EXERCISE:
Quote all of the data exactly as given. Skip every picture it contains.

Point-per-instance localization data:

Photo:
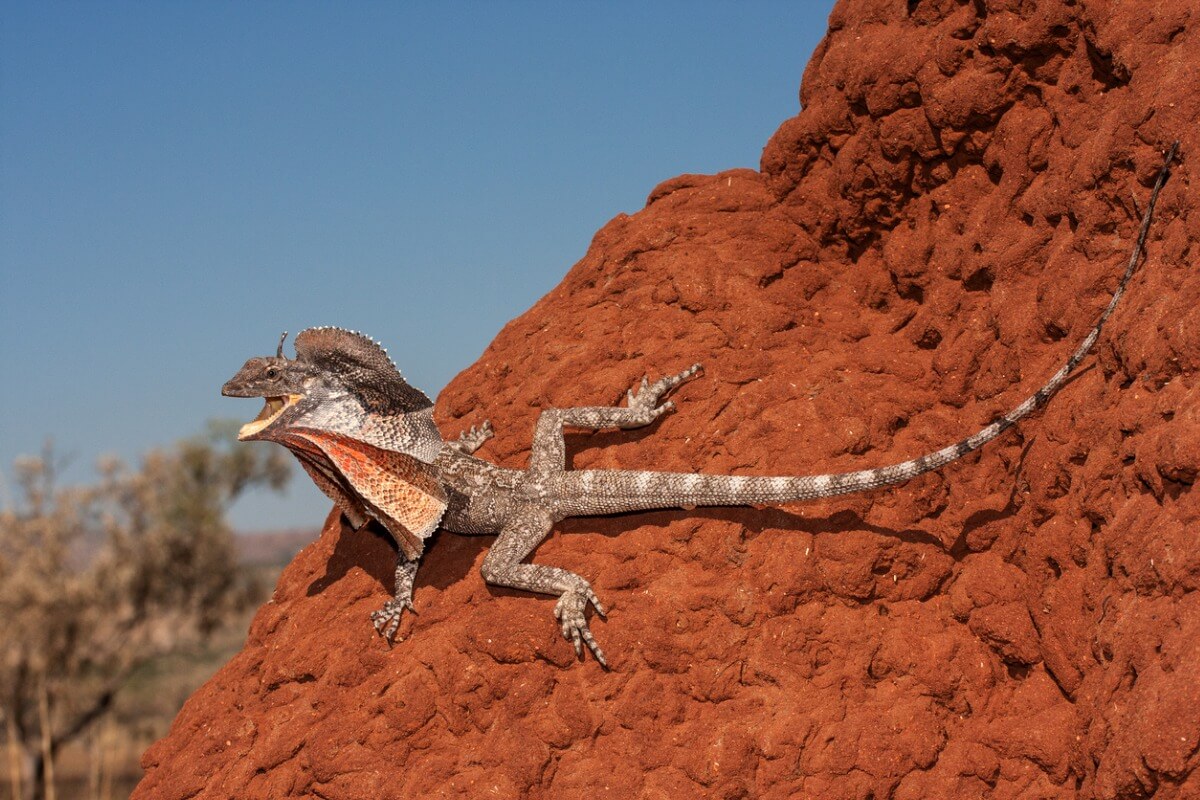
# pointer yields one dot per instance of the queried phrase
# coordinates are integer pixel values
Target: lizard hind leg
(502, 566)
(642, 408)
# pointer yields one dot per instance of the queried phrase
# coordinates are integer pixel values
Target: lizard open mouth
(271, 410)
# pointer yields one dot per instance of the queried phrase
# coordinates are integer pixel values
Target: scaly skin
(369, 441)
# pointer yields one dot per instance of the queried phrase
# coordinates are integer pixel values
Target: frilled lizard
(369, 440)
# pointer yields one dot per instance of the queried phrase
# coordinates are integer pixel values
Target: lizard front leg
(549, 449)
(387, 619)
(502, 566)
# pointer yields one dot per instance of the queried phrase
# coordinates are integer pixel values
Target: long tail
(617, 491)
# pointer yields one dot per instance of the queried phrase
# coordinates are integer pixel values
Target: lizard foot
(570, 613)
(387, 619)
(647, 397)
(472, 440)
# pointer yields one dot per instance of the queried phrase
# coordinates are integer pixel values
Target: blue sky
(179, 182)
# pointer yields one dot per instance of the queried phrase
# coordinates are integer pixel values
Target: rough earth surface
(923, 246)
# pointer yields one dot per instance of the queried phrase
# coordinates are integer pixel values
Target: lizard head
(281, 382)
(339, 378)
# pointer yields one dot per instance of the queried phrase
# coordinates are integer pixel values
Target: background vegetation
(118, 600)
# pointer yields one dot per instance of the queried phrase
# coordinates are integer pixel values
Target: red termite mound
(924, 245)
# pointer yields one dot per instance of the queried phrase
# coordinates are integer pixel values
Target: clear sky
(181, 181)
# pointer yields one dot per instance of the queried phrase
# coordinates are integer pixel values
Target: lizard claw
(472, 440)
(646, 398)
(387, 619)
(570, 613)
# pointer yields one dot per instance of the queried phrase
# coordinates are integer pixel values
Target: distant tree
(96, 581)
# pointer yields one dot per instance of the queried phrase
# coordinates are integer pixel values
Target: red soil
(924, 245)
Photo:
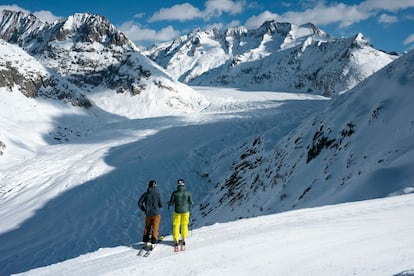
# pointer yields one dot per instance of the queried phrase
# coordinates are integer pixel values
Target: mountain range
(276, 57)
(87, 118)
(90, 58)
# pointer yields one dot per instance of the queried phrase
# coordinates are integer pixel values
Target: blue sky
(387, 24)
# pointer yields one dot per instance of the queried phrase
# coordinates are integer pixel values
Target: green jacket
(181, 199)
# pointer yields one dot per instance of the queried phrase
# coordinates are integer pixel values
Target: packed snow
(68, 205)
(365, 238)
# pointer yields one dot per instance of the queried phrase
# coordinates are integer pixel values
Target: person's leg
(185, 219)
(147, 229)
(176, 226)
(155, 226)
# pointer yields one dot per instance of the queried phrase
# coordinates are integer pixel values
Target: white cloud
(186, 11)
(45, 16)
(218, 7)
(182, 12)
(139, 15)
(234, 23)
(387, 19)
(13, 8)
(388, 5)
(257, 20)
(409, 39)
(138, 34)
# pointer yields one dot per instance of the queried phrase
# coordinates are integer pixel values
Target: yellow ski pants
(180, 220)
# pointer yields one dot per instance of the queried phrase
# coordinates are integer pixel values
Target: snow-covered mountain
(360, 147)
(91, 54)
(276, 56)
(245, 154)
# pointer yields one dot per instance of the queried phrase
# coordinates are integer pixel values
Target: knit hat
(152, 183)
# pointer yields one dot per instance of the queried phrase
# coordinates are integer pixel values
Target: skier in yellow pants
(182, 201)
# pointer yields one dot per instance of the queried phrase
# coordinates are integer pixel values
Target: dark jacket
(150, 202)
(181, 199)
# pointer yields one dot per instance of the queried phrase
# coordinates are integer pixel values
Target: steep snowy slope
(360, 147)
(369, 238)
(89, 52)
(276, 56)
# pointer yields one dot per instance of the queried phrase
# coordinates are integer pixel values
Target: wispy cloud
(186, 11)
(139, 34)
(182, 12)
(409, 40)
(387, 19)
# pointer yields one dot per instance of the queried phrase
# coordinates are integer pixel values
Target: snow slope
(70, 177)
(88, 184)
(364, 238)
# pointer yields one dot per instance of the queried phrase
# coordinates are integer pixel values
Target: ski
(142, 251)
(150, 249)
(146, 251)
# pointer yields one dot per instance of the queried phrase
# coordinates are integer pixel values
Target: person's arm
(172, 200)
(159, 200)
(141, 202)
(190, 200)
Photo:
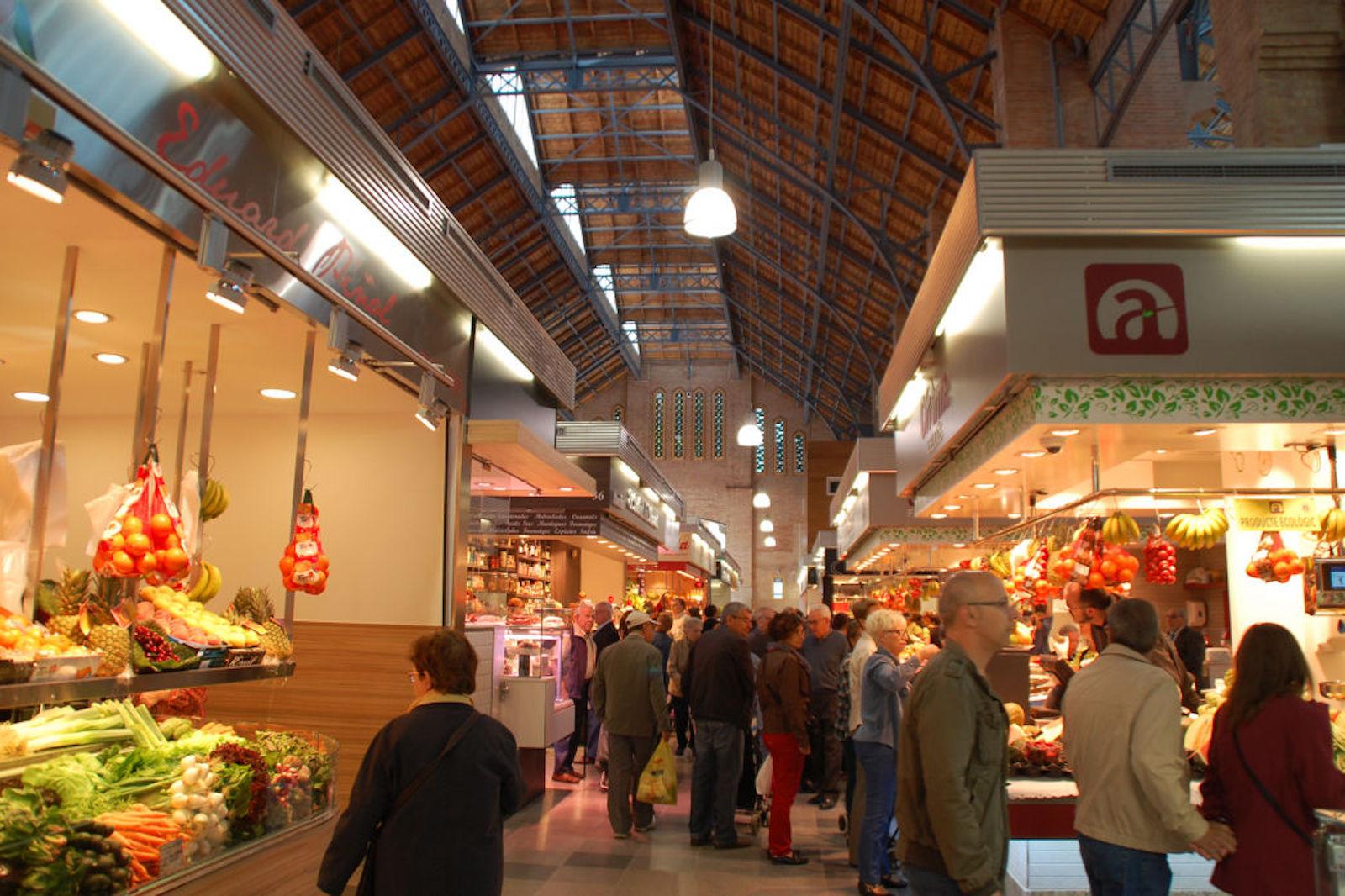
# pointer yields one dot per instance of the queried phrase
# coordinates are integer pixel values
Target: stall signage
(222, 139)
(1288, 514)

RESPONSE TO THE TASK:
Photo:
# pointer yields one dot per instance of the queried phrase
# coordinates are integer pixel values
Target: lizard hind leg
(502, 566)
(642, 408)
# pointer yields one dot per instance of the queried phrase
# coordinates are integer pixel values
Target: lizard open mouth
(271, 410)
# pointer yields one dot per instance of the queried phrase
# coordinates are integer pixel values
Target: scaly skin
(369, 441)
# pointer yields one dot per instance of the queried phrase
# coordinates are integer pixel values
Target: frilled lizard
(369, 440)
# pointer yields one dot per instance of the queried phrase
# coordinates are integer pixel values
Target: lizard front leg
(549, 449)
(387, 619)
(502, 566)
# pointer yields one dot per instance of the queried phrase
# coordinates are integer pixel values
Target: long tail
(617, 491)
# pointer yields one dot per instance of the queried phrase
# coordinates are integer pixel values
Target: lizard foot
(570, 613)
(387, 619)
(647, 397)
(472, 440)
# pointer yields one dot per instance of the queried phrase
# coordinates are integer pixel values
Target: blue sky
(179, 182)
# pointer yields one dot per instance of the queried phrase
# coordinates are integer pixel values
Target: rough earth surface
(923, 246)
# pointer yields one dot per instance of the queried phrase
# coordinates are integer pixel values
Target: lizard head
(281, 382)
(339, 378)
# pointer yields one dot per instance of the queried phrase
# coordinates are integer pixel values
Target: background vegetation
(118, 600)
# pointer yields one dot per instance of the queried phrase
# coordinates are integer pixel values
Target: red termite mound
(924, 245)
# pointer yields one dot per instance of the queried phrase
# coordinates are integer pixel values
Target: clear sky
(181, 181)
# pointer yields one dot per instance of the queried phrase
# coordinates are integer pixel values
Target: lizard claw
(472, 440)
(646, 398)
(387, 619)
(570, 613)
# pointer yields one dot per instance of the queried phrase
# coordinates are integer pixel values
Target: distant tree
(96, 581)
# pointer yields one dot per instance of the queried phrase
# coordinates are integer pixel values
Target: red soil
(924, 245)
Photo:
# pointer yields one dot per instance of the queried phrase
# coordinates are integer pixel values
Target: mountain range
(276, 57)
(87, 118)
(90, 58)
# pointer yields one dot per instance of the queried phrase
# coordinates are integer pixel values
Target: blue sky
(387, 24)
# pointer yields one dot per instance of the queried phrase
# coordinates are integer pixel values
Target: green jacket
(181, 199)
# pointer yields one dot per instance of the queried phrase
# coordinates are integer pixel values
Target: packed snow
(68, 205)
(365, 238)
# pointer yields one dot per instance of the queried phrase
# coordinates are integer pixel values
Target: person's leg
(185, 219)
(147, 229)
(176, 226)
(155, 226)
# pointer yields one dot per instance of the queried phrase
# coordinates are integer pixel values
Target: white cloud
(186, 11)
(45, 16)
(218, 7)
(182, 12)
(139, 15)
(234, 23)
(387, 19)
(13, 8)
(388, 5)
(257, 20)
(409, 39)
(138, 34)
# pointer yields one dot per instance of the queried phrase
# coordinates are integer pixel values
Target: yellow ski pants
(180, 220)
# pointer yields one dot per instance of the queried phrase
# coordinates are integer pixel values
Target: snow-covered mountain
(360, 147)
(91, 54)
(276, 56)
(245, 154)
# pointer yields one dot per instance of the queried phrase
# coordinates are integer pixel values
Target: knit hat
(152, 183)
# pointer yields one dot per instance of the queried phrase
# coordinates are integer pixel values
Target: skier in yellow pants
(182, 201)
# pointer yields one dot per instance of the queried phrase
# coordinates are integer pixel values
Target: dark jacket
(150, 202)
(181, 199)
# pointer yields one dot per instance of the queried phrase
# coordinates are integer pixel values
Target: steep snowy slope
(360, 147)
(369, 238)
(89, 52)
(276, 56)
# pointer yields one dot per instance of the queried phrase
# coordinates are integer pixel values
Target: wispy cloud
(186, 11)
(139, 34)
(182, 12)
(409, 40)
(387, 19)
# pointer yields one dot per instance of the queried phrase
# coordinates are integer pixel values
Target: snow slope
(70, 177)
(88, 184)
(364, 238)
# pointer yields one dot per instance of the queried phrase
# coordinates are integer pixel values
Target: ski
(142, 251)
(150, 249)
(146, 251)
# pointer yields one dot per instance of the queried phrase
# coordinates are integer pixel values
Target: person's arm
(172, 200)
(159, 200)
(141, 202)
(190, 200)
Photo:
# pointer yields one dot per instance of the queried phrase
# coordinates are integer pixel values
Target: stall signage
(222, 139)
(1288, 514)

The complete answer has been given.